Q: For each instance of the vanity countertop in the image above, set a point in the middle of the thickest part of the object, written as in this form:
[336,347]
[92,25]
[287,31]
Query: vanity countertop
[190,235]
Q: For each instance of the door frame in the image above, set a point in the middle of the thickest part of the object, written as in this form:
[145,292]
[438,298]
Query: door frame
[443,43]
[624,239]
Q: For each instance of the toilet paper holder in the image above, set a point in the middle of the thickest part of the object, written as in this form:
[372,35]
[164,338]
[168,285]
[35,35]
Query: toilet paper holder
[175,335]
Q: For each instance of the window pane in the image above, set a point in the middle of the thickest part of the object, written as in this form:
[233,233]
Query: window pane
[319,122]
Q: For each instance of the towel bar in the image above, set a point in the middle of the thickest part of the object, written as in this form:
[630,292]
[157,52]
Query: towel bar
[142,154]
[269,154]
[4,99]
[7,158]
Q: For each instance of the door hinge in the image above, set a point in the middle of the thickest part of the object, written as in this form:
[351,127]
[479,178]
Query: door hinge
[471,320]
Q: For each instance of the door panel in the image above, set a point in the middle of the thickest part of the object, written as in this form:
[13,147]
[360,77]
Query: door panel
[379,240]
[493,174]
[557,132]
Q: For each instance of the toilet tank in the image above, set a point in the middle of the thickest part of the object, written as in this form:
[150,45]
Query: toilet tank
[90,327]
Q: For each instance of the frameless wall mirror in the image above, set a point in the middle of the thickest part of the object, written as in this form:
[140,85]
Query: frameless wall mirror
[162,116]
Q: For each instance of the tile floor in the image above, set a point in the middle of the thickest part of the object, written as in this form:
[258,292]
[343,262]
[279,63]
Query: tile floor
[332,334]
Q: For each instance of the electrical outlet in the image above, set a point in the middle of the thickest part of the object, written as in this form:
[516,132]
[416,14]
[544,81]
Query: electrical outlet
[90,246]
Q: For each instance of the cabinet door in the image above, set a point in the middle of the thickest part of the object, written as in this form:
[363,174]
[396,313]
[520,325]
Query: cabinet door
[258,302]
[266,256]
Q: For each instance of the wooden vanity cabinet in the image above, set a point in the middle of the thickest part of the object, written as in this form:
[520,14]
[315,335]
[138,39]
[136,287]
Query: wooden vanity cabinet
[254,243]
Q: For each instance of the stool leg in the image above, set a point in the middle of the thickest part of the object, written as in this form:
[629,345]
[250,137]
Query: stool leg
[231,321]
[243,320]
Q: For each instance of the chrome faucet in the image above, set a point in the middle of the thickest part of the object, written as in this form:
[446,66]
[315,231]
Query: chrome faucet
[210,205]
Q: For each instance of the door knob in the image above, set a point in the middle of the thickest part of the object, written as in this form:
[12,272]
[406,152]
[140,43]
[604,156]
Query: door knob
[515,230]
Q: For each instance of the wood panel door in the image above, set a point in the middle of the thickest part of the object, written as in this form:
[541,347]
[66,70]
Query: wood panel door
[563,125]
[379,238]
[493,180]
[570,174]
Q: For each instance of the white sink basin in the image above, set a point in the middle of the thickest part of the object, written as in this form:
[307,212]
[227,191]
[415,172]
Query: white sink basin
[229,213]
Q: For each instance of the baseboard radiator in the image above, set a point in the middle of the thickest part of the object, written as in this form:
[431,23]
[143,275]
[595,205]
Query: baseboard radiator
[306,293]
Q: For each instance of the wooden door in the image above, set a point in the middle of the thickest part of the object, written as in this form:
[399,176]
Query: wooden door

+++++

→ Required work
Express each line of the listing above as a JSON list of strings, one string per line, with blank lines omitted.

→ Correct answer
[
  "Q: For each instance of the vanity countertop in the image above, set a point in the middle of the thickest part of the object, written as in this form:",
  "[336,347]",
  "[92,25]",
  "[287,31]",
  "Query: vanity countertop",
  "[190,235]",
  "Q: For each instance of the door frame in the image above, set a point in the middle of the thickest part of the object, written as in this form:",
  "[145,292]",
  "[438,298]",
  "Query: door frame",
  "[443,43]",
  "[624,239]",
  "Q: For each instance of the toilet paper holder in the image above, set a point in the middle of the thickest part of the object, written as in this form:",
  "[372,35]",
  "[164,338]",
  "[168,285]",
  "[35,35]",
  "Query: toilet paper holder",
  "[175,335]",
  "Q: For each instance of the window pane in the image above, set a point in the middle of the thickest part of the object, written as in this form:",
  "[233,233]",
  "Query: window pane",
  "[319,122]",
  "Q: For each instance of the towel bar in the image above, set a point in the middle of the thickest part of the object, written as in this form:",
  "[630,292]",
  "[157,52]",
  "Query: towel bar",
  "[142,154]",
  "[269,154]",
  "[4,99]",
  "[7,158]",
  "Q: For each instance of the door hinge in the image above, set a point in the middle of the thickest part of the object, written as in this form:",
  "[351,127]",
  "[479,178]",
  "Query: door hinge",
  "[471,320]",
  "Q: For each instance of the door panel in the image above, set a point in the middle of the thickest part of the object, written as in this form:",
  "[13,147]",
  "[360,77]",
  "Query: door panel",
  "[379,240]",
  "[493,174]",
  "[557,132]",
  "Q: For each instance of the toilet tank in the image above, set a point in the middle of the thickest part of the object, written as in this form:",
  "[150,45]",
  "Query: toilet tank",
  "[90,327]",
  "Q: For each instance of the frameless wall mirror in the image above, set a point in the middle of the thickest part of the object, written as in this form:",
  "[140,85]",
  "Query: frameless wall mirror",
  "[162,116]",
  "Q: For each instance of the tile floor in the image above, set a point in the middle of the thickest part of the object, written as in this form:",
  "[258,292]",
  "[343,262]",
  "[279,63]",
  "Query: tile floor",
  "[332,334]",
  "Q: For each instance of the electrical outlet in the image above, set a point in the middle of the thickest part of the object, written as in this form:",
  "[516,132]",
  "[416,14]",
  "[544,81]",
  "Query: electrical outlet",
  "[90,246]",
  "Q: For each instance of the cabinet door in the image above, set a point in the middle of the thickest part of the object, written as in this form:",
  "[363,174]",
  "[396,313]",
  "[520,325]",
  "Query: cabinet door",
  "[258,302]",
  "[266,256]",
  "Q: For each instance of the wooden vanity cabinet in the image above, set a point in the middle of the thickest part of the object, written as in this form:",
  "[520,14]",
  "[315,335]",
  "[138,39]",
  "[136,287]",
  "Query: wooden vanity cabinet",
  "[254,243]",
  "Q: For each instance of the stool leg in the image above, set a point in the middle of the thickest part of the object, written as in this form:",
  "[629,345]",
  "[250,137]",
  "Query: stool leg",
  "[231,321]",
  "[243,320]",
  "Q: For each instance of the chrome faucet in the image above, set a point in the middle of the thickest part of the object, written as in this form:",
  "[446,66]",
  "[315,231]",
  "Query: chrome faucet",
  "[210,205]",
  "Q: For each instance of the door knob in the image above, set a point in the middle of the thickest part of the object, written as in this form:",
  "[12,272]",
  "[406,152]",
  "[140,43]",
  "[604,156]",
  "Query: door knob",
  "[515,230]",
  "Q: For each instance of the wood panel door in the image above, set a point in the middle of the thickest part of the object, written as in this form:",
  "[541,347]",
  "[66,70]",
  "Query: wood panel door",
  "[563,125]",
  "[379,238]",
  "[493,180]",
  "[570,174]",
  "Q: For each instance of the white sink basin in the image above, set a point in the middle of the thickest part of the object, written as in this form:",
  "[307,212]",
  "[227,191]",
  "[415,172]",
  "Query: white sink basin",
  "[229,213]",
  "Q: For each instance of the baseboard radiator in the image above, set a point in the middle of the thickest part of the object, written as in this form:",
  "[431,23]",
  "[143,275]",
  "[595,205]",
  "Query: baseboard radiator",
  "[306,293]",
  "Q: For each instance of the wooden door in the image above, set a point in the middle of the thickest part of the object, written as in this form:",
  "[399,176]",
  "Query: wooden door"
]